### Given exercise
Starting at the beginning of the items and ending at the line that contains "297 170 L 292", rewrite those lines with "window" replaced by "door" and everything else left unchanged.

### Records
########################################
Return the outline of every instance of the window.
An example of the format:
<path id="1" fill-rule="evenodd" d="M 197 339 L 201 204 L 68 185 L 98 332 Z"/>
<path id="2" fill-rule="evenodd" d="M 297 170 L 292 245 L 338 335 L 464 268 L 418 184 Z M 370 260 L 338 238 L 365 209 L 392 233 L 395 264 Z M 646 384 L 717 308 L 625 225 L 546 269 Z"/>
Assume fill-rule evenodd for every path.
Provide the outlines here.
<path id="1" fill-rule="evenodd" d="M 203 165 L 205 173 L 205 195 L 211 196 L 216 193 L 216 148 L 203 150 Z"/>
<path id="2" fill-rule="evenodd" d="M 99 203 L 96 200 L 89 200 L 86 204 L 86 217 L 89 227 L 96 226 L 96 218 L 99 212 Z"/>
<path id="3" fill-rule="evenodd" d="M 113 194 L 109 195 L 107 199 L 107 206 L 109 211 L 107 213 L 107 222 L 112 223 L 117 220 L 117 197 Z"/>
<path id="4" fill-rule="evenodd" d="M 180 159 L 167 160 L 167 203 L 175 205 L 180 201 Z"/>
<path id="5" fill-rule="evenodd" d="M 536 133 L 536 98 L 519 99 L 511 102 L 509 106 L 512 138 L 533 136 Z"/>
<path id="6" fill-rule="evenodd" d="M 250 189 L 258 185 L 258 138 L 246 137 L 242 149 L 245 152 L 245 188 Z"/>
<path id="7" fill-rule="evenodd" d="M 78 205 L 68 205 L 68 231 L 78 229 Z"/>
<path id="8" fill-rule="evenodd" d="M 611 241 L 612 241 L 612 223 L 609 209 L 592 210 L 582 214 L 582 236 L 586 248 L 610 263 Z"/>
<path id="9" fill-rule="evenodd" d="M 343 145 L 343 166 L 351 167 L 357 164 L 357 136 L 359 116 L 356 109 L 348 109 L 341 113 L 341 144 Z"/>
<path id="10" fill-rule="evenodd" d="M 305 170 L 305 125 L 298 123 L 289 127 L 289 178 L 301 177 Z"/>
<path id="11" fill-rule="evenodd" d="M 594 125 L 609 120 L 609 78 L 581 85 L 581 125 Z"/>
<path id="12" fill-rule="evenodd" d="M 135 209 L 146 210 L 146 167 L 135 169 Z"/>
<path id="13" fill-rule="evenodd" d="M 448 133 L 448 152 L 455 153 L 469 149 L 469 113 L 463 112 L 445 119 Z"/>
########################################
### Task solution
Return the outline of every instance of the door.
An example of the format:
<path id="1" fill-rule="evenodd" d="M 197 339 L 201 204 L 68 185 L 98 332 Z"/>
<path id="2" fill-rule="evenodd" d="M 297 170 L 292 245 L 338 335 L 464 268 L 418 184 Z M 370 260 L 338 238 L 365 209 L 392 233 L 395 264 Z M 646 384 L 717 308 L 625 225 L 546 269 Z"/>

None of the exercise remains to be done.